(Source text)

The 14 trusts examined by Keogh were selected as being outliers for either the SHMI, produced by the Health and Social Care Information Centre,6 or the HSMR, produced by the Dr Foster Unit at Imperial College,7 which Professor Jarman heads. Each of these indicators uses patient-specific information to calculate an overall “expected” number of deaths if the trust matched the national average performance. Dividing the observed number of deaths by the expected gives the index.
The main differences lie in the coverage (HSMR only considers around 80% of deaths), definition of death (in hospital mortality for HSMR; all cause, 30 day mortality for SHMI), coding for palliative care (included in HSMR, not by SHMI), and the definition of “outliers” (SHMI is more stringent).8
The two indices often come up with different conclusions and do not necessarily correlate with Keogh’s findings: for example, of the first three trusts investigated, Basildon and Thurrock was a high outlier on SHMI but not on HSMR for 2011-129 (and was put on special measures), Blackpool was a high outlier on both (no action), and Burton was high on HSMR but not on SHMI (special measures). Keogh emphasised “the complexity of using and interpreting aggregate measures of mortality, including HSMR and SHMI. The fact that the use of these two different measures of mortality to determine which trusts to review generated two completely different lists of outlier trusts illustrates this point.”1 It also suggests that many trusts that were not high on either measure might have had issues revealed had they been examined.

(End Source text)

- Instructions
[a] Answer these from the passage on hospital mortality indicators:
(i) Roughly what share of deaths does HSMR consider?
(ii) Who heads the Dr Foster Unit at Imperial College?
(iii) Of the first three trusts investigated, which one was a high outlier on both measures?
[b] Retype the passage on hospital mortality indicators word for word, covering everything from "The 14 trusts" down to "gives the index.".

(Entries provided)

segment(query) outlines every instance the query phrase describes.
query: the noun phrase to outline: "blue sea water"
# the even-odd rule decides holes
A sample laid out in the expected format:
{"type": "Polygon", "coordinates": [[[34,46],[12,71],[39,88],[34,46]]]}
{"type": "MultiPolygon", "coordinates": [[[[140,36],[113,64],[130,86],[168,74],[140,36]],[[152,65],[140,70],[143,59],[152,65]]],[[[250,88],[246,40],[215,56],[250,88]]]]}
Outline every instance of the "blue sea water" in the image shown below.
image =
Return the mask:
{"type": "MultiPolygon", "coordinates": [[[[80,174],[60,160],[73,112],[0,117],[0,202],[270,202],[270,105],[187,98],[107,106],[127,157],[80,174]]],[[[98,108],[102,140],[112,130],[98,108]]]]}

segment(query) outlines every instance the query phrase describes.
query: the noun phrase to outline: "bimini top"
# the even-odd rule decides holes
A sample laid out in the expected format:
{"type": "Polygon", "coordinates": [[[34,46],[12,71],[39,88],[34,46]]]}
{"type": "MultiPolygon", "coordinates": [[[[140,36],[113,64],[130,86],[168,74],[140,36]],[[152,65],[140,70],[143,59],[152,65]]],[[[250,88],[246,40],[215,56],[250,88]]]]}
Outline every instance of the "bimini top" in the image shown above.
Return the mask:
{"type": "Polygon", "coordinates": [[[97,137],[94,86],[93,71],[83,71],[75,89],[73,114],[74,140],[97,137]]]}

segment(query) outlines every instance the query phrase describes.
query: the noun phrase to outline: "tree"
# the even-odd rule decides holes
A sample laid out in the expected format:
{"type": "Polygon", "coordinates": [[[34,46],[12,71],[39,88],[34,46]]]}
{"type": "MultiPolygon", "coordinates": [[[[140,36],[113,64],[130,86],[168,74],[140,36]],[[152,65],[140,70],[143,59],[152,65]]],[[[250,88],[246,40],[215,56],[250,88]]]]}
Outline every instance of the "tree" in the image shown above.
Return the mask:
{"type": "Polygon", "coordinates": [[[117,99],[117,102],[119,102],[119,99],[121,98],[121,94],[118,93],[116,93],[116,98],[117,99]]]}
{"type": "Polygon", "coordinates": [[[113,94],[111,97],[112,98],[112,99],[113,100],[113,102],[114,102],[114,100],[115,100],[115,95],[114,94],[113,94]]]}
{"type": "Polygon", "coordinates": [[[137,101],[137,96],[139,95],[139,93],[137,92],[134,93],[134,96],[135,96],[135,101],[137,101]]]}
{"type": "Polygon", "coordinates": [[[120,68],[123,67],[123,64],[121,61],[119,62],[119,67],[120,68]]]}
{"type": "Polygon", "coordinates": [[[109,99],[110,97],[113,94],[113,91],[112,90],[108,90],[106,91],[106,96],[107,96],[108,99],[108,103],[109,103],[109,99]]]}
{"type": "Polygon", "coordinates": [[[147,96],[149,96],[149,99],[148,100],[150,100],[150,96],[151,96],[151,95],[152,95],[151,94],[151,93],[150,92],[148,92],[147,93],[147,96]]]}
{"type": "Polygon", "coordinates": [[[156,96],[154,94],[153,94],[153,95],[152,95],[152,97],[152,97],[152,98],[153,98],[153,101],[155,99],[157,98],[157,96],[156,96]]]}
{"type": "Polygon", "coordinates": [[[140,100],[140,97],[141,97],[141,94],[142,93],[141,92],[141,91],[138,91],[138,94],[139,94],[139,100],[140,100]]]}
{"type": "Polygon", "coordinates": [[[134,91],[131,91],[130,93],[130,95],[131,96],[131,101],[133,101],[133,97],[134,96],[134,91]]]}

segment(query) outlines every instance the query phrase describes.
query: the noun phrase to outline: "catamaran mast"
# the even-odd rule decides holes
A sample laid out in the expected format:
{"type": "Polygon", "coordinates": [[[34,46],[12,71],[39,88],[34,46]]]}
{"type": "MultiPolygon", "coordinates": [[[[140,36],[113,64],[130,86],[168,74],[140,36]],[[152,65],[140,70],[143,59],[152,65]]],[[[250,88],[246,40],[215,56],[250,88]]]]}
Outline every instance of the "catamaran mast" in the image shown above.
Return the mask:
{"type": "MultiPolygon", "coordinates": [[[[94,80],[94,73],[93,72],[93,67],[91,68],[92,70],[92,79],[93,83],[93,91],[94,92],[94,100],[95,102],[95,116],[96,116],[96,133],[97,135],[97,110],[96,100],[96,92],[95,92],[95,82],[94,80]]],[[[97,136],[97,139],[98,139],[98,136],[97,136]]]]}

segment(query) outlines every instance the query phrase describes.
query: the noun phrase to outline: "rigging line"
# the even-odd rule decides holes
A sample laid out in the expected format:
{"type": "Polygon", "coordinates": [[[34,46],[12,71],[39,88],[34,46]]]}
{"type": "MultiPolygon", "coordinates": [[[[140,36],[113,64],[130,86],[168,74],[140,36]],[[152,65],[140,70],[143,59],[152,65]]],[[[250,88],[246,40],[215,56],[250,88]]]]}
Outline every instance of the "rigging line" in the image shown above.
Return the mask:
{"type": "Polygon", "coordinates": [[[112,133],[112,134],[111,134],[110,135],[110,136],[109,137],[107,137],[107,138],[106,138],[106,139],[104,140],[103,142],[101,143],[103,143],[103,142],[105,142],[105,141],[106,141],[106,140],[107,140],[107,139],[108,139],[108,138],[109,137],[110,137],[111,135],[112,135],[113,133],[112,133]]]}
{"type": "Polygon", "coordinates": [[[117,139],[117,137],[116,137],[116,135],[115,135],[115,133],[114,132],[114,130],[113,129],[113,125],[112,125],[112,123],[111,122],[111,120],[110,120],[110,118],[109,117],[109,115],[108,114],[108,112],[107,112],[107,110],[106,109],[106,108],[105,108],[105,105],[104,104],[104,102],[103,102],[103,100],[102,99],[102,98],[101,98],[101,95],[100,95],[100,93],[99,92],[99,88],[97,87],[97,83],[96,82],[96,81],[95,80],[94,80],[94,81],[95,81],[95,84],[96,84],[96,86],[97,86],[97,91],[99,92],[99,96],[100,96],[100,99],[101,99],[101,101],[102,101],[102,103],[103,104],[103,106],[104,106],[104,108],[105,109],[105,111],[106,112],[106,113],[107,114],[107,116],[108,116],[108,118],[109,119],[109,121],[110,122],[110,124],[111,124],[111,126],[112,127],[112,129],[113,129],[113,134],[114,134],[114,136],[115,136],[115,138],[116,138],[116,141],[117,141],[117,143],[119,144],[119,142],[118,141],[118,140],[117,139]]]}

(End Entries provided)

- Exercise solutions
[a]
(i) Around 80%
(ii) Professor Jarman
(iii) Blackpool

[b]
The 14 trusts examined by Keogh were selected as being outliers for either the SHMI, produced by the Health and Social Care Information Centre,6 or the HSMR, produced by the Dr Foster Unit at Imperial College,7 which Professor Jarman heads. Each of these indicators uses patient-specific information to calculate an overall “expected” number of deaths if the trust matched the national average performance. Dividing the observed number of deaths by the expected gives the index.